● **Texto de leitura**:
# # # #

Deste modo, ao sabor dos gostos de Hitler, Bruckner converteu-se numa das figuras de proa do universo pangermânico e, alegadamente, também uma vítima do bullying infligido pela burguesia judaica vienense, que não deixaria medrar o talento austríaco genuíno. Precisamente, a Sinfonia n.º 7 de Bruckner seria o expoente da marca germanófila omnipresente na cultura austríaca. Hitler declarara, depois de a ouvir: «Como pode alguém [continuar a] afirmar que a Áustria não é alemã? Há algo mais alemão do que esta nossa antiga tradição austríaca?»

Finda a Segunda Guerra Mundial, um neto do primeiro dirigente do Campo de Concentração Auschwitz-Birkenau descobriu na escola o papel sinistro desempenhado pelo avô Rudolf Höss (que já não conhecera) no extermínio de perto de um milhão de pessoas, muitas das quais apenas por motivos étnicos. Para acelerar aquela indústria de morte, Höss autorizara a introdução do Zyklon B nas câmaras de gás. 

Como a educação escolar alemã incluía visitas de estudo a algum Campo de Concentração, o pequeno Kai Höss pôde ter uma ideia do horror original, a partir da reconstrução feita pelos Aliados, no pós-guerra. Porém, só aos 17 anos o adolescente Kai conheceu em pleno as responsabilidades homicidas do avô, quando leu a sua autobiografia «Comandante de Auschwitz», escrita a pedido das autoridades polacas, em vésperas de ser executado. Nas palavras do neto ao jornalista Jonathon van Maren sobre o impacto daquele escrito: «É o próprio quem testemunha, com enorme detalhe, tudo o que fez. E é horrível a maneira tão fria, clínica e calculada como descreve o seu trabalho.»

Fotogr. de 1944: à esq. Richard Baer, à data Comandante de Auschwitz;
ao centro Josef Mengele, também conhecido (pelas piores razões) por “Anjo da Morte”;
à dta. Rudolf Höss, que dirigira Auschwitz de 1940 a 1943 [Universal History Archive].

# # # #

Entradas do conjunto de dados:

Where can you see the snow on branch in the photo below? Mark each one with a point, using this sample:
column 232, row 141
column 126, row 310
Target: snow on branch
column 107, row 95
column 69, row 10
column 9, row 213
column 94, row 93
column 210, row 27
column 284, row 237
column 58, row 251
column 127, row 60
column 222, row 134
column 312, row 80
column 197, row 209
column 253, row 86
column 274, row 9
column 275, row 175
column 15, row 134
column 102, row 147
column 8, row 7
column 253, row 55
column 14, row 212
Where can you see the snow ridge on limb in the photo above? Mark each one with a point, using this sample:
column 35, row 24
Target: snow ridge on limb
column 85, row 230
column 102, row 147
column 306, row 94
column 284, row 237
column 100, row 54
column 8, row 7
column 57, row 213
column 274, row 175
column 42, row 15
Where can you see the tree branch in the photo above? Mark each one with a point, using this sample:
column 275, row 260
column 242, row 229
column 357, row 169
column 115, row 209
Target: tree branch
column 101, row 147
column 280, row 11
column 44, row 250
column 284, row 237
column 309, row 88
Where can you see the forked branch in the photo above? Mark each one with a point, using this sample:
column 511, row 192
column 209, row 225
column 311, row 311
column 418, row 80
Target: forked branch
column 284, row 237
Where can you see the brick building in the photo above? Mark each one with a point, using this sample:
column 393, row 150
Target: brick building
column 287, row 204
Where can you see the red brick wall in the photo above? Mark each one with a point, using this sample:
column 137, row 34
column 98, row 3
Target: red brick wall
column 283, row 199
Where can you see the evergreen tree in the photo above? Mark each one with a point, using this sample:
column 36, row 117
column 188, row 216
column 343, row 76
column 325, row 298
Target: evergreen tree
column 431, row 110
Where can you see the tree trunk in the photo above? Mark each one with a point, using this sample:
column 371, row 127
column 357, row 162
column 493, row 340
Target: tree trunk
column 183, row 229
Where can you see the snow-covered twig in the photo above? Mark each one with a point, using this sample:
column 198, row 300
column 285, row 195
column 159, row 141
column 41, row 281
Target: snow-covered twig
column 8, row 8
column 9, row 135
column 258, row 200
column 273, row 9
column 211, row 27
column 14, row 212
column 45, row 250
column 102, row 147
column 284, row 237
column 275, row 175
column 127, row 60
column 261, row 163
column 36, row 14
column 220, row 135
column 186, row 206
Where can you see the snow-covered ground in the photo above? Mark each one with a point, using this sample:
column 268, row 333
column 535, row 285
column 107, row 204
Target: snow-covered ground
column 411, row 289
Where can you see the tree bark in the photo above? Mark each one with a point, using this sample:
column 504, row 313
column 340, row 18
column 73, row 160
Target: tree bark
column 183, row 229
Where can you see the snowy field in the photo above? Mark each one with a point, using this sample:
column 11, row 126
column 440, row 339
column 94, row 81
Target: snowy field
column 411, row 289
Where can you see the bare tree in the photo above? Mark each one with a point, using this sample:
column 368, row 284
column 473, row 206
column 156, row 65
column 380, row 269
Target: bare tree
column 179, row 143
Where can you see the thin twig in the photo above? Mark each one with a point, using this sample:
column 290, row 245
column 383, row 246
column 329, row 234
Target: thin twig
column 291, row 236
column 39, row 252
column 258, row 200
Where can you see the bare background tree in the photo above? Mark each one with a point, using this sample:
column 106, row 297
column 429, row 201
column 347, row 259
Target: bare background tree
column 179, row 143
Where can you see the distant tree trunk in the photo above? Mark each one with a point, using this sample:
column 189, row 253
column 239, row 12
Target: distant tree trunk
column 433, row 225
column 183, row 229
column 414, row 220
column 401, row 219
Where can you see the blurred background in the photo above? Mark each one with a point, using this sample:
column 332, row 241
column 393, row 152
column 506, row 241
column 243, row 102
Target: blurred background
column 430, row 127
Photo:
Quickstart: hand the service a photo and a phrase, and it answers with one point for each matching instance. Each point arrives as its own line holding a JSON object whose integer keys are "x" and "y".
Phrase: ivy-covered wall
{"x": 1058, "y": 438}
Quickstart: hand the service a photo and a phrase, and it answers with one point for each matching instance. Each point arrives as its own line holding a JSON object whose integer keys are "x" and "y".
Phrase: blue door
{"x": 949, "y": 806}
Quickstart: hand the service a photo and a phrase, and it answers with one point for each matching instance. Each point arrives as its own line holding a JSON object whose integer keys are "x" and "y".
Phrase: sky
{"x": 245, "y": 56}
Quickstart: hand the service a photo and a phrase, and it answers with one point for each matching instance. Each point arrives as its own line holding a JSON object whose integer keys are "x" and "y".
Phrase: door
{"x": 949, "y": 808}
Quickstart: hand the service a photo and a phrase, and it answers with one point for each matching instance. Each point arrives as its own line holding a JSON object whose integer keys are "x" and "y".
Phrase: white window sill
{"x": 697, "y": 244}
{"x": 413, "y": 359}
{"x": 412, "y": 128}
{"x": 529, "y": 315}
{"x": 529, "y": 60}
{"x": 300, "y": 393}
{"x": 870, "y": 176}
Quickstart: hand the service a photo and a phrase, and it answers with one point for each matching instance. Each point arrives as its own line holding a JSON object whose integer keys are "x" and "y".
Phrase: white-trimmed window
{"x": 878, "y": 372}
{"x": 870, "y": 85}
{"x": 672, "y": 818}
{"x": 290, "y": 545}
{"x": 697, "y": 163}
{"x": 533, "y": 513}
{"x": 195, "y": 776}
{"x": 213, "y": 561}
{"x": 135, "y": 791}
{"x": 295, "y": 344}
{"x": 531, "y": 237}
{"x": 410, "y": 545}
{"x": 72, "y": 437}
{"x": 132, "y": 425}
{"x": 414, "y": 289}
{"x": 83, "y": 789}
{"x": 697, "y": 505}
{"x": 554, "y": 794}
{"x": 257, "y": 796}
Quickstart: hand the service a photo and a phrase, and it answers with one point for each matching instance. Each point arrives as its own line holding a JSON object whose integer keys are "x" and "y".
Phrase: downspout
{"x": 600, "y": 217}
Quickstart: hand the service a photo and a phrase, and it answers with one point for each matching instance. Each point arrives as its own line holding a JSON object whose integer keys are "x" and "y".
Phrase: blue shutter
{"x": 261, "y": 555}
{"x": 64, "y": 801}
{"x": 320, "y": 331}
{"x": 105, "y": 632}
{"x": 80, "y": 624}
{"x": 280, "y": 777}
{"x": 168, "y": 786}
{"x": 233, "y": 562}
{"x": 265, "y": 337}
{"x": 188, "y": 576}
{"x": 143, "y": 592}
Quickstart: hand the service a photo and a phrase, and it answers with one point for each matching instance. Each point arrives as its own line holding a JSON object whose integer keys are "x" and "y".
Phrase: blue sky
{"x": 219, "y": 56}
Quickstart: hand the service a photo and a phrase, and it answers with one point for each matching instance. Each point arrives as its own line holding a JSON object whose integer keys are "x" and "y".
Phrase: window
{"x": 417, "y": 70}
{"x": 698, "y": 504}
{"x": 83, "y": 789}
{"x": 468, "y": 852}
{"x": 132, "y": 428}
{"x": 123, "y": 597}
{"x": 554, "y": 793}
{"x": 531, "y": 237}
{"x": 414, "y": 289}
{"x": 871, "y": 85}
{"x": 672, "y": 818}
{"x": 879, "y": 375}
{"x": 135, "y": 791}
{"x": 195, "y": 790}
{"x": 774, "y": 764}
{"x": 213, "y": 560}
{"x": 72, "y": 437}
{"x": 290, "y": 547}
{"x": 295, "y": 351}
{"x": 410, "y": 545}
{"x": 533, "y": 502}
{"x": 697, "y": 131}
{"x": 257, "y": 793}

# # # #

● **Tarefas a realizar**:
1. Responda, com base no texto sobre Bruckner e Höss:
(a) Que sinfonia de Bruckner seria o expoente da marca germanófila presente na cultura austríaca?
(b) Com que idade Kai Höss conheceu em pleno as responsabilidades homicidas do avô?
(c) Em que período Rudolf Höss dirigiu Auschwitz, segundo a legenda da fotografia?
2. Transcreva fielmente o trecho do texto sobre Bruckner e Höss que vai de "Finda a Segunda" a "câmaras de gás.".
3. Dê seguimento ao texto sobre Bruckner e Höss a partir da última frase apresentada.
Os itens não têm qualquer papel aqui.

● **Respostas do exercício**:
1.
(a) A Sinfonia n.º 7.
(b) Aos 17 anos.
(c) De 1940 a 1943.

2.
Finda a Segunda Guerra Mundial, um neto do primeiro dirigente do Campo de Concentração Auschwitz-Birkenau descobriu na escola o papel sinistro desempenhado pelo avô Rudolf Höss (que já não conhecera) no extermínio de perto de um milhão de pessoas, muitas das quais apenas por motivos étnicos. Para acelerar aquela indústria de morte, Höss autorizara a introdução do Zyklon B nas câmaras de gás.

3.
Passado aquele embate difícil com um avô de passado criminoso, Kai seguiu o seu caminho, basicamente ateísta e hedonista, segundo o próprio. A grande reviravolta começou aos 28 anos, após uma cirurgia que correu mal, provocando-lhe uma hemorragia quase fatídica. Durante a convalescença, questionou-se sobre o rumo da sua vida e o sentido da procura desenfreada de prazeres materiais. Descobriu também uma Bíblia, onde leu um trecho marcante: o Salmo 51, sobre o arrependimento do rei David após ter mandado para a morte o general Uriah, para lhe roubar a mulher. Tudo isto lhe relembrou o avô, fazendo-o interrogar-se sobre a sua opção, se tivesse vivido naquele tempo e naquelas circunstâncias. Como teria reagido ao imenso poder que Hitler delegara em Rudolf Höss?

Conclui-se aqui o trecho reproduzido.